━━━ Given text

We can assume that $\phi$ is not constant, since the only constant solution is $\phi\equiv0$.

Thus, assume that the solution has $\phi'\not=0$ on some interval $I$. Multiply the equation $\phi^2 = \pm\phi''\sqrt{1-\phi'^2}$ by $\phi'$, then integrate both sides to get that there is a constant $C$ such that $$ \phi^3 = C^3 \mp (1-\phi'^2)^{3/2}. $$ The case $C=0$ corresponds to $\phi^2 = 1-\phi'^2$, which, since $\phi'$ is assumed nonzero on $I$ implies that $\phi = \cos(t-t_0)$ for some constant $t_0$. We can thus set $C=0$ aside and assume that $C\not=0$.

We have $C^3{-}1\le \phi^3\le C^3{+}1$, so $C\ge -1$, otherwise there cannot be any nonnegative solutions. If $C = -1$, then $\phi\le0$ and, since we are only interested in non-negative solutions, the only solution in this case is $\phi\equiv0$, so we can assume henceforth that $C>-1$.

━━━━━━
━━━ Stored data

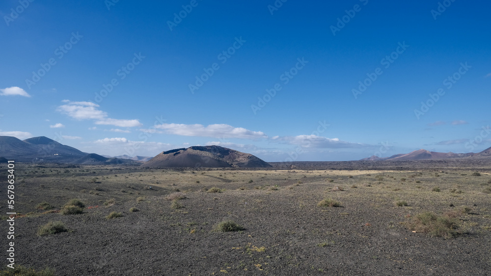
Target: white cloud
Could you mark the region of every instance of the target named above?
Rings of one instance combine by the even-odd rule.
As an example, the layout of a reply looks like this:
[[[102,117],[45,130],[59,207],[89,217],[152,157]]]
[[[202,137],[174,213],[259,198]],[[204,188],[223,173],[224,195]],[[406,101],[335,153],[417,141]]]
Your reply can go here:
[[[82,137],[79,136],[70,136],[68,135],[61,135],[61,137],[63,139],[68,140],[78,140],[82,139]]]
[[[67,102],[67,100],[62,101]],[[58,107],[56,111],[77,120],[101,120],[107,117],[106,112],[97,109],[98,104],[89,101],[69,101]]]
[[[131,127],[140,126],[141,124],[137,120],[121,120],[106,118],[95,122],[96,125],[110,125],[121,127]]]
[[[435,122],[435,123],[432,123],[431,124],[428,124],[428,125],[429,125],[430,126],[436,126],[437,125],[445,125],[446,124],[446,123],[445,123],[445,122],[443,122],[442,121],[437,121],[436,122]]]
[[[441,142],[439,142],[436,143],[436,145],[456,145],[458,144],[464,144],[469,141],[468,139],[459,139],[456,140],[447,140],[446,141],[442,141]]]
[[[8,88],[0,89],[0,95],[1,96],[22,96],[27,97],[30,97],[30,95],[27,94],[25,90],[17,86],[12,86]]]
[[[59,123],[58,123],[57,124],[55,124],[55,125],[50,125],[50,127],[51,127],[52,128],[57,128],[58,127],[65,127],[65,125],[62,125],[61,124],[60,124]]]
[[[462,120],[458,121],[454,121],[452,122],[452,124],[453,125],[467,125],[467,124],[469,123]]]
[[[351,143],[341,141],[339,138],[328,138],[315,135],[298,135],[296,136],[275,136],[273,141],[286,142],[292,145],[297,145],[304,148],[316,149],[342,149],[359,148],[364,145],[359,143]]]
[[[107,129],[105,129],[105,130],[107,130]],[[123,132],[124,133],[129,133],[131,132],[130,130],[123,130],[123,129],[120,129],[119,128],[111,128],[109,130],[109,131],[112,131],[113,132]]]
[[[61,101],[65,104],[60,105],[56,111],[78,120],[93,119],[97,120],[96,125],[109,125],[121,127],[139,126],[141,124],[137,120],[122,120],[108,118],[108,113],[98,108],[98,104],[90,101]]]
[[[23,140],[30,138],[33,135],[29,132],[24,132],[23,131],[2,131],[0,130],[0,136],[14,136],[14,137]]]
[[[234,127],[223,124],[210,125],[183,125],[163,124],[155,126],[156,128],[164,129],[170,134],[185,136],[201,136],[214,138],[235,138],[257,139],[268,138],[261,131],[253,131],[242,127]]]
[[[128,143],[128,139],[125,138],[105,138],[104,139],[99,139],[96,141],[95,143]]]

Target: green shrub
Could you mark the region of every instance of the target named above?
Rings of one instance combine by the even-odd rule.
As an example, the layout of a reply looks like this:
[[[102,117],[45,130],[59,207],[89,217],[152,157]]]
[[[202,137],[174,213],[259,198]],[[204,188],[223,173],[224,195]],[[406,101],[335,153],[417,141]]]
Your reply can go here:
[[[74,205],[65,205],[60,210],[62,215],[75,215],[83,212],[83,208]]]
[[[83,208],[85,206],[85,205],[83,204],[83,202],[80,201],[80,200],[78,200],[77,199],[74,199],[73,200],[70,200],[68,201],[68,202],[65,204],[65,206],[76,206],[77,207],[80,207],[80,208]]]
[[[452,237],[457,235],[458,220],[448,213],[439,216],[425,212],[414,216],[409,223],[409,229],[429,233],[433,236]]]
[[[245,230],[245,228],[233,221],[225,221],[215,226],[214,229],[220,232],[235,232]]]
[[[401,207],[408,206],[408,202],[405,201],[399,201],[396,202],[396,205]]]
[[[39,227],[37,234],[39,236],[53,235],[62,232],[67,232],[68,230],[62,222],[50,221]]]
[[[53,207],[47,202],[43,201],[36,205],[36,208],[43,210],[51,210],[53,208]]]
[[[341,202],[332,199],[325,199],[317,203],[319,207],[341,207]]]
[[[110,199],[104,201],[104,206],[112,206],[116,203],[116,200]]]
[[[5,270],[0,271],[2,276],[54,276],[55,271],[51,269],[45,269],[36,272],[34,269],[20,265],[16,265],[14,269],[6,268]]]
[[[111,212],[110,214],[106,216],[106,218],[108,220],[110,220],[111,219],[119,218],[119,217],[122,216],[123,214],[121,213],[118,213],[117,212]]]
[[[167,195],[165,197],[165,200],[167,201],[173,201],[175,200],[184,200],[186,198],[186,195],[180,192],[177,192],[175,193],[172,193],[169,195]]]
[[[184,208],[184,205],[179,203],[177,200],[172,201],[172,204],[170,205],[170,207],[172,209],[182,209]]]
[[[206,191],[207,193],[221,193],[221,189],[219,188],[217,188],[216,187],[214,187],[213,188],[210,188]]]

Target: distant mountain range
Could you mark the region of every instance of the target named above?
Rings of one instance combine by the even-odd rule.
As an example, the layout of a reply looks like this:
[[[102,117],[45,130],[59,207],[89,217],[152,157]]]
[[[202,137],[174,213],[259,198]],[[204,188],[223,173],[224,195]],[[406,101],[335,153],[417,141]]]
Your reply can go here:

━━━━━━

Problem set ▸
(a) List each distinct equality or inequality that the derivation states about the constant C alone, without φ, in the order they first appear.
(b) According to the derivation, what does the case C = 0 imply about φ?
(c) Summarize the derivation in two sentences.

Answers per task ▸
(a)
C = 0
C ≠ 0
C ≥ −1
C = −1
C > −1

(b) φ = cos(t − t₀) for some constant t₀.

(c) Since the only constant solution is φ ≡ 0, the derivation takes φ' ≠ 0 on an interval, multiplies φ² = ±φ''√(1−φ'²) by φ' and integrates to get φ³ = C³ ∓ (1−φ'²)^{3/2} for some constant C. The case C = 0 gives φ = cos(t − t₀), and non-negative solutions require C ≥ −1, with C = −1 leaving only φ ≡ 0, so C > −1 is assumed from then on.